> Directions for this task
Here the job is to retype the data word for word while leaving the pictures aside.

> Dataset records
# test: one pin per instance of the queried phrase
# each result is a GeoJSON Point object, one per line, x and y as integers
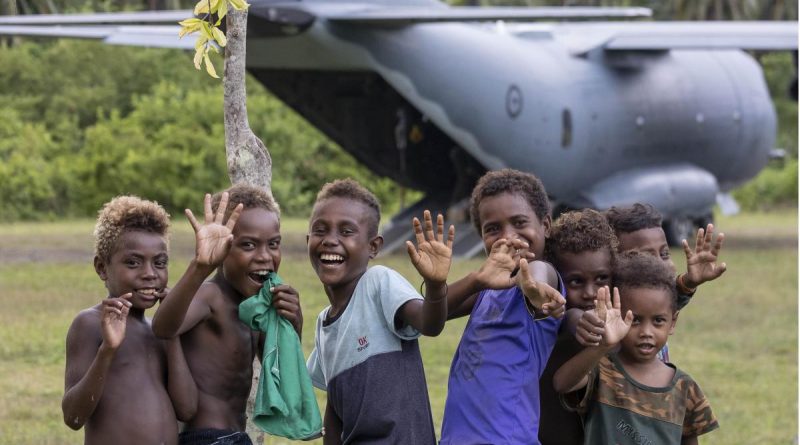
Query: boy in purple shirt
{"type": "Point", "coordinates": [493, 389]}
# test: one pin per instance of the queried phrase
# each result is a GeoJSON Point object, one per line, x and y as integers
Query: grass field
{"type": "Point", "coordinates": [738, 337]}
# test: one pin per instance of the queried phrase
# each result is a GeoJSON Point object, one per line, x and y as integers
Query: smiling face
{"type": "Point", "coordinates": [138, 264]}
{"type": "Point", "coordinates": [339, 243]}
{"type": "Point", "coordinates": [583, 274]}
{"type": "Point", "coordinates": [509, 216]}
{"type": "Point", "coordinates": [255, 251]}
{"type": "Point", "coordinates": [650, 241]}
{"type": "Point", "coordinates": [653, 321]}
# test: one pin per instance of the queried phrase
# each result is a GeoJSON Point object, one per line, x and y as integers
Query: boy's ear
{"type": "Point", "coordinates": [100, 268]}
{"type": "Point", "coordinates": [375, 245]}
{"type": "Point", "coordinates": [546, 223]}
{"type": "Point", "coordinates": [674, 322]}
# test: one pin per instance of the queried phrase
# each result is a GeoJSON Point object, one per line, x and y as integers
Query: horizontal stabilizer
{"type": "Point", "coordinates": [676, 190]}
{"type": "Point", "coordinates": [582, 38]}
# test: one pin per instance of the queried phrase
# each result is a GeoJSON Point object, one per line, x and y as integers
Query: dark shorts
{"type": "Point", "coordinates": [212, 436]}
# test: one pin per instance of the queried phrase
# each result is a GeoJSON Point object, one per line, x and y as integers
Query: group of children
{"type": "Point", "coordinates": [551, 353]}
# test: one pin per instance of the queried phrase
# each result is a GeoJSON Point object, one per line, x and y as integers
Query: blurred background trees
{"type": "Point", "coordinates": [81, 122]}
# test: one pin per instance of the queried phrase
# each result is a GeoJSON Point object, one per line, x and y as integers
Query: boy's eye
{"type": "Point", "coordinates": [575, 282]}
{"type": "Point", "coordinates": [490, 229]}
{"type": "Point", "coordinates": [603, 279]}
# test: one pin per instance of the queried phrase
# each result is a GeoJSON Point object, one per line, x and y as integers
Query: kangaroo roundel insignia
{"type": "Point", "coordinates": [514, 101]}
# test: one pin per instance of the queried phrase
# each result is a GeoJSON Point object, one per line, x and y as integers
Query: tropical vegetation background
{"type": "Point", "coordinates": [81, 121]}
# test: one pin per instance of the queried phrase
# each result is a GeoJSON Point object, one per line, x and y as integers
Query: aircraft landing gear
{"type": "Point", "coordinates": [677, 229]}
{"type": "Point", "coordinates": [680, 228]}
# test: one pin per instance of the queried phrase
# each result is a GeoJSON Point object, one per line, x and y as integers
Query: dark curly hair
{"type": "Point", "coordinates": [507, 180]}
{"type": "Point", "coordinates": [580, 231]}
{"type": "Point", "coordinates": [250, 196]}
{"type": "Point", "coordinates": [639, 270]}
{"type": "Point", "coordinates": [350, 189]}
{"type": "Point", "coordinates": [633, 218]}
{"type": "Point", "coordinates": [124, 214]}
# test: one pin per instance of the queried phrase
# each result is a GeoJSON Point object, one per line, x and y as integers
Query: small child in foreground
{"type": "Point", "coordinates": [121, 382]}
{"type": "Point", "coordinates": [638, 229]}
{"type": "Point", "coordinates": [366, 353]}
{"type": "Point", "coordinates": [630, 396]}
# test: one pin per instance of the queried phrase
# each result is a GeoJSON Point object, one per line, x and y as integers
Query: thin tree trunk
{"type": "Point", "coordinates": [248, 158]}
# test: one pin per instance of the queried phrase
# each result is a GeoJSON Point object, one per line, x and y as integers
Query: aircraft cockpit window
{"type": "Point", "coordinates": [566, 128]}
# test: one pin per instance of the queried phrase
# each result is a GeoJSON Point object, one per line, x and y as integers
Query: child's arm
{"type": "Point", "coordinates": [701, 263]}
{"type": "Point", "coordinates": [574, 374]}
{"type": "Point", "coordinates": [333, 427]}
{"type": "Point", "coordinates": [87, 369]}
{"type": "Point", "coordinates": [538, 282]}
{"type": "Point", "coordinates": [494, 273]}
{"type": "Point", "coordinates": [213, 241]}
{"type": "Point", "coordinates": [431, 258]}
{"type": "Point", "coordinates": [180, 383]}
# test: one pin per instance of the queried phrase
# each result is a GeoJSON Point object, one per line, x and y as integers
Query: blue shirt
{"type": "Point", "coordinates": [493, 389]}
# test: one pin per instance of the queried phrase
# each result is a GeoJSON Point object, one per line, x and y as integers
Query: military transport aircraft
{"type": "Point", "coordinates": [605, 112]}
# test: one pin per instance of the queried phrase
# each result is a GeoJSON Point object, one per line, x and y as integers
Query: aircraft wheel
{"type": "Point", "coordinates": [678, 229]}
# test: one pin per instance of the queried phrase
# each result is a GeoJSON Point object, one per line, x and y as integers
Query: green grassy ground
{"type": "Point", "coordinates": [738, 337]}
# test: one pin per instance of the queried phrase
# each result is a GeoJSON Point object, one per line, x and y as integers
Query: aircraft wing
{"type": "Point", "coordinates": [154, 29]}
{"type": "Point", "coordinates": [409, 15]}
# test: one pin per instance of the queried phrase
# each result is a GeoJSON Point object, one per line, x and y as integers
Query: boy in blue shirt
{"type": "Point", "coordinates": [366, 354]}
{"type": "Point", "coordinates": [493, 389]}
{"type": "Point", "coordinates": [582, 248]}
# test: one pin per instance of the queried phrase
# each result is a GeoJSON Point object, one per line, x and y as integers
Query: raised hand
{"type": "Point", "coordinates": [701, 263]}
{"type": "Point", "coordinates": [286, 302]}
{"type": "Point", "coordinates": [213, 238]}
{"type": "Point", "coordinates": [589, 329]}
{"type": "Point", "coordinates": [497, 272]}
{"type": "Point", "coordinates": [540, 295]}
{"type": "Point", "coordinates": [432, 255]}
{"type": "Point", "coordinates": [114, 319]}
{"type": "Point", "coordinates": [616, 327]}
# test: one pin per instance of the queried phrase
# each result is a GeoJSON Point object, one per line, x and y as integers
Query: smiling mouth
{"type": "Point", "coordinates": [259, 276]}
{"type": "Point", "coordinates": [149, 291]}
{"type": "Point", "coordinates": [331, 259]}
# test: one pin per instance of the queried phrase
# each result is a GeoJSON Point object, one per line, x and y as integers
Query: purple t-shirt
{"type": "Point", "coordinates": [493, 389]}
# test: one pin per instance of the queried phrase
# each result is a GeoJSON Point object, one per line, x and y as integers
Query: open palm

> Completed exercise
# test: one pin per instance of the queried phrase
# each result is a GeoJSON Point object, one per line, x and y as integers
Query: boy in purple shirt
{"type": "Point", "coordinates": [493, 389]}
# test: one pin per instance of the queried phrase
# each result is a GeoJSON Point object, one per line, x and y as integers
Query: grass field
{"type": "Point", "coordinates": [738, 337]}
# test: one pin per instance of the queried phrase
# each result is a GeoJSON Point object, one per line, x and y as integers
Query: smiling face
{"type": "Point", "coordinates": [138, 264]}
{"type": "Point", "coordinates": [339, 243]}
{"type": "Point", "coordinates": [583, 274]}
{"type": "Point", "coordinates": [509, 216]}
{"type": "Point", "coordinates": [255, 251]}
{"type": "Point", "coordinates": [650, 241]}
{"type": "Point", "coordinates": [653, 321]}
# test: one pin per instance of the queried phrase
# each result is a GeoJSON Point object, one per line, x and y as integers
Query: boy's ear
{"type": "Point", "coordinates": [100, 268]}
{"type": "Point", "coordinates": [375, 245]}
{"type": "Point", "coordinates": [546, 223]}
{"type": "Point", "coordinates": [674, 322]}
# test: one pin per instance of the queried phrase
# each result is a GeoJSON Point object, one per line, x and y as integers
Query: horizontal stabilizer
{"type": "Point", "coordinates": [676, 190]}
{"type": "Point", "coordinates": [582, 38]}
# test: one pin per instance of the queried phrase
# each result is a GeoJSON Point object, one per line, x and y as integers
Query: dark shorts
{"type": "Point", "coordinates": [212, 436]}
# test: one pin per instance of the queried phrase
# each result is a GeoJSON Point object, one per line, x and y as integers
Query: group of children
{"type": "Point", "coordinates": [551, 353]}
# test: one pin per instance of the queried phrase
# each result is a GeoJSON Point object, one per line, x and y as integers
Query: blurred background trees
{"type": "Point", "coordinates": [81, 122]}
# test: one pin per instance of the queried phrase
# each result is a GeoJSON Point object, one per line, x and y as integers
Query: boy's eye
{"type": "Point", "coordinates": [575, 282]}
{"type": "Point", "coordinates": [490, 229]}
{"type": "Point", "coordinates": [603, 279]}
# test: one pin per instance of the queried phrase
# each result is a GeoJSON Point object, one per line, x and y as integers
Query: kangaroo roundel insignia
{"type": "Point", "coordinates": [514, 101]}
# test: one pin per instance of the queried phrase
# each result is a GeoJSON Point object, one per line, x and y as integers
Query: tropical vegetation background
{"type": "Point", "coordinates": [81, 121]}
# test: one pin per instance of the queried phrase
# each result is a GeoJSON Point object, one per line, x and y as integers
Query: aircraft landing gear
{"type": "Point", "coordinates": [677, 229]}
{"type": "Point", "coordinates": [680, 228]}
# test: one pin per instance of the queried phrase
# each result is a GeoJSON Point object, one per line, x and y as integers
Query: dark curly hair
{"type": "Point", "coordinates": [507, 180]}
{"type": "Point", "coordinates": [580, 231]}
{"type": "Point", "coordinates": [250, 196]}
{"type": "Point", "coordinates": [639, 270]}
{"type": "Point", "coordinates": [350, 189]}
{"type": "Point", "coordinates": [633, 218]}
{"type": "Point", "coordinates": [124, 214]}
# test: one pin per instance of the queried phrase
# each result is a GeoJSON Point object, one per line, x and y as integers
Query: small child in foreground
{"type": "Point", "coordinates": [121, 382]}
{"type": "Point", "coordinates": [638, 229]}
{"type": "Point", "coordinates": [366, 353]}
{"type": "Point", "coordinates": [630, 396]}
# test: one pin per instance of the queried phrase
# each result is a GeoJSON Point object, one per line, x and y as integers
Query: thin tree trunk
{"type": "Point", "coordinates": [248, 158]}
# test: one pin per instance of the queried phrase
# each result is a GeoJSON Point object, one per line, x and y as integers
Query: aircraft cockpit window
{"type": "Point", "coordinates": [566, 128]}
# test: one pin per instance of the queried phrase
# each result is a GeoJSON Point object, one per line, x and y as integers
Query: child's arm
{"type": "Point", "coordinates": [701, 263]}
{"type": "Point", "coordinates": [574, 374]}
{"type": "Point", "coordinates": [333, 427]}
{"type": "Point", "coordinates": [87, 369]}
{"type": "Point", "coordinates": [538, 282]}
{"type": "Point", "coordinates": [494, 273]}
{"type": "Point", "coordinates": [213, 241]}
{"type": "Point", "coordinates": [431, 258]}
{"type": "Point", "coordinates": [180, 383]}
# test: one pin per instance of the queried phrase
# each result is a GeoJSON Point object, one per line, x and y as integers
Query: blue shirt
{"type": "Point", "coordinates": [493, 389]}
# test: one pin per instance of the queried phrase
# each result is a GeoJSON Point object, one per line, x and y as integers
Query: military transport aircraft
{"type": "Point", "coordinates": [605, 112]}
# test: one pin per instance of the queried phrase
# each result is a GeoJSON Point object, one per line, x and y as integers
Query: aircraft wheel
{"type": "Point", "coordinates": [678, 229]}
# test: one pin per instance of the queried phrase
# each result is a GeoJSON Point object, one per line, x and y as integers
Query: green grassy ground
{"type": "Point", "coordinates": [738, 337]}
# test: one pin per instance of the queried phrase
# each result is a GeoJSON Point object, one per line, x and y as integers
Query: aircraft wing
{"type": "Point", "coordinates": [154, 29]}
{"type": "Point", "coordinates": [409, 15]}
# test: one pin per instance of the queried phrase
# each result is a GeoJSON Point object, one per line, x and y as integers
Query: boy in blue shirt
{"type": "Point", "coordinates": [366, 354]}
{"type": "Point", "coordinates": [493, 389]}
{"type": "Point", "coordinates": [582, 248]}
# test: one pin per instance of the queried phrase
# each result is a GeoJSON Point object, one per line, x and y as integers
Query: raised hand
{"type": "Point", "coordinates": [701, 263]}
{"type": "Point", "coordinates": [286, 302]}
{"type": "Point", "coordinates": [213, 238]}
{"type": "Point", "coordinates": [589, 329]}
{"type": "Point", "coordinates": [497, 272]}
{"type": "Point", "coordinates": [540, 295]}
{"type": "Point", "coordinates": [432, 255]}
{"type": "Point", "coordinates": [114, 319]}
{"type": "Point", "coordinates": [616, 327]}
# test: one pin per instance of the queried phrase
# each result is a GeoJSON Point object, one per line, x and y as integers
Query: smiling mouth
{"type": "Point", "coordinates": [259, 276]}
{"type": "Point", "coordinates": [149, 291]}
{"type": "Point", "coordinates": [331, 259]}
# test: one pin per instance of the queried phrase
# each result is a GeoJSON Point object, one per line, x and y as integers
Query: purple t-shirt
{"type": "Point", "coordinates": [493, 389]}
# test: one pin per instance of the queried phrase
# each result is a GeoJSON Point object, one per line, x and y as integers
Query: open palm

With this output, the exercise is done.